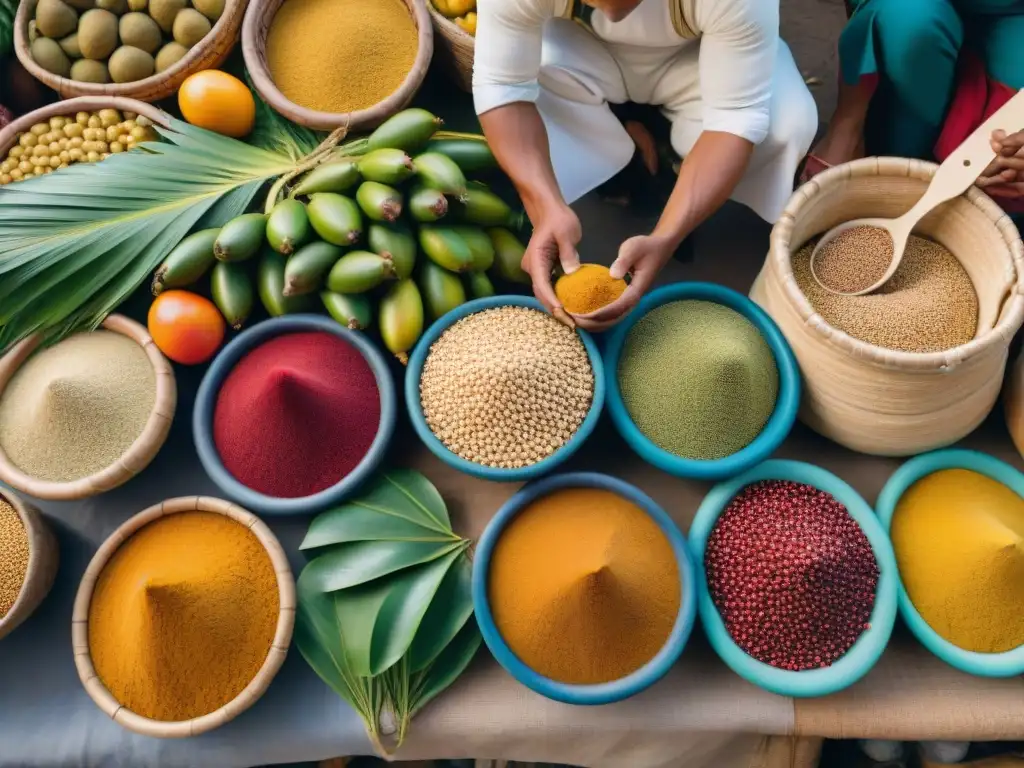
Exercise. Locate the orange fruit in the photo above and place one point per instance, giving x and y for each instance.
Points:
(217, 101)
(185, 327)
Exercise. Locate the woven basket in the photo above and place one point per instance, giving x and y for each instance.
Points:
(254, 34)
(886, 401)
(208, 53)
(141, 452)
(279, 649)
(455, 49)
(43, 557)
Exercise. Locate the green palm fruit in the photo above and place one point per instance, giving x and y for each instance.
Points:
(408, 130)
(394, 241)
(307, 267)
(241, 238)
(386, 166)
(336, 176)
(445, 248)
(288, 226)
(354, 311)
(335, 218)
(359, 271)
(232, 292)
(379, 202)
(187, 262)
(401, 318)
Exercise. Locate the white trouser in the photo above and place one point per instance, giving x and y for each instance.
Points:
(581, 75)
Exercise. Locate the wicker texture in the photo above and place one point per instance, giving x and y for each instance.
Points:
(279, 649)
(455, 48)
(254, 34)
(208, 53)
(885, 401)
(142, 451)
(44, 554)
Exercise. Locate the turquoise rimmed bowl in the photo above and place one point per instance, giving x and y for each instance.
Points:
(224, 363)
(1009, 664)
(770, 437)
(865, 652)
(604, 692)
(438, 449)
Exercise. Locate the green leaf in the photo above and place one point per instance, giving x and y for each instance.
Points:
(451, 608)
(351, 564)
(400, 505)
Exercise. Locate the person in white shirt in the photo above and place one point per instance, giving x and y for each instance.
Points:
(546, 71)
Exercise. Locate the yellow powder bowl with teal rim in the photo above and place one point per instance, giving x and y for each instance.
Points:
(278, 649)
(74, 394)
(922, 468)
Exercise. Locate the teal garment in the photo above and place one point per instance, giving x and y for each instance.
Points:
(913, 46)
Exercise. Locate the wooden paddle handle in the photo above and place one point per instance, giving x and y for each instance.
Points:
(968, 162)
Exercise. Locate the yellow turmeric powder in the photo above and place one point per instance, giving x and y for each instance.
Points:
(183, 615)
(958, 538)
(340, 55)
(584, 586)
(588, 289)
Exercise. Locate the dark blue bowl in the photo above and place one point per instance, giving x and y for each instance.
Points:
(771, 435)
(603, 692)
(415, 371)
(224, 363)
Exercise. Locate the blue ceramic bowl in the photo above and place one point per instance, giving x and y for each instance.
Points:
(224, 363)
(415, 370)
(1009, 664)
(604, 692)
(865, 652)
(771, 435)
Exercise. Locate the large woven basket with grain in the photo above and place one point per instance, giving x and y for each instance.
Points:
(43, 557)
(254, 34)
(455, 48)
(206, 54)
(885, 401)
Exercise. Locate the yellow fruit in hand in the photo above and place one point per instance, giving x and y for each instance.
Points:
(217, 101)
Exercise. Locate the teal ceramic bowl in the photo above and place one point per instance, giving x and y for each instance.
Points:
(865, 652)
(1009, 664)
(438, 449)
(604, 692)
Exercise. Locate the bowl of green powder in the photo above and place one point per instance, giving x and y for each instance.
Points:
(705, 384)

◇ ◇ ◇ ◇

Directions: All entries, top to bottom, should be retyped exactly; the pictures should not be.

Solved exercise:
Exercise. Locate the orange fruit in the photo above and place one point per instance, giving x and y for each instance.
Points:
(217, 101)
(185, 327)
Exercise. Locate the woven basket in the photo above and place one point per instance, giving x and y for each instance.
Points:
(254, 34)
(886, 401)
(208, 53)
(141, 452)
(279, 649)
(455, 49)
(43, 557)
Exercise. Locate the green palm fruit in the photo above and place one point per instance, giving x and y for each instance.
Points:
(408, 130)
(394, 241)
(307, 267)
(241, 238)
(386, 166)
(336, 176)
(445, 248)
(288, 226)
(354, 311)
(335, 218)
(359, 271)
(232, 292)
(379, 202)
(187, 262)
(401, 318)
Exercise. Locate the white trouser in the photo above and place one point per instance, giving x and y for each instance.
Points:
(581, 75)
Exercise. Locate the wicker texture in the photo above and place one point per instance, giving x and y for each instance.
Points:
(279, 649)
(455, 48)
(254, 34)
(208, 53)
(885, 401)
(142, 451)
(44, 554)
Exercise. Locate the turquoise rimmed bowl in the photo above and place one point per instance, giving x and y for each instance.
Points:
(224, 363)
(1009, 664)
(770, 437)
(865, 652)
(604, 692)
(438, 449)
Exercise. Locate the green leaf in the photo above and place one point per instance, giving x and y for each instance.
Points:
(451, 608)
(351, 564)
(400, 505)
Exercise. Locate the person in white shirt in the photo above and place one point per instance, giving x and y for each instance.
Points:
(546, 71)
Exercise. Locate the yellow powder bowl with teal rim in the photo above and place one point per instance, giving x and y for each instance.
Points:
(278, 649)
(74, 394)
(922, 468)
Exercise. Locate the teal garment in the photo above and place one point per instance, giving x and y for each instance.
Points:
(913, 46)
Exercise. Locate the wooden paddle handle in the photo above and place one point per instance, giving x and y for each instance.
Points:
(968, 162)
Exercise. Locate the yellow turmeric powder in the photo above and place one point per instance, giving x and y for each instance.
Points:
(183, 615)
(958, 538)
(340, 55)
(584, 586)
(588, 289)
Exercise. Locate the dark blue bowl in the photo above and place one point per instance, giving x and y for each instance.
Points:
(771, 435)
(603, 692)
(415, 371)
(224, 363)
Exercise. Locate the blue ceramic bowl in the photo above and place one point per instance, giving x and y for each instance.
Points:
(224, 363)
(415, 370)
(1009, 664)
(604, 692)
(865, 652)
(771, 435)
Exercise. Locate the large woven basket with grain in the photo above and place one point per instance, giving x and y for each instance.
Points:
(43, 557)
(254, 34)
(455, 48)
(206, 54)
(885, 401)
Exercise. Locate the yellow fruit in hand in the photo above and place one point per instance, giving x and y for each instance.
Points:
(217, 101)
Exercise. Locate the teal ceramic bowl in the photo above and place one point per instance, giving x and y for each instance.
Points:
(865, 652)
(1009, 664)
(438, 449)
(604, 692)
Exercise. Locate the bowl of green powder in the photo above and place one point per instance, giving x and y for each instance.
Points:
(705, 384)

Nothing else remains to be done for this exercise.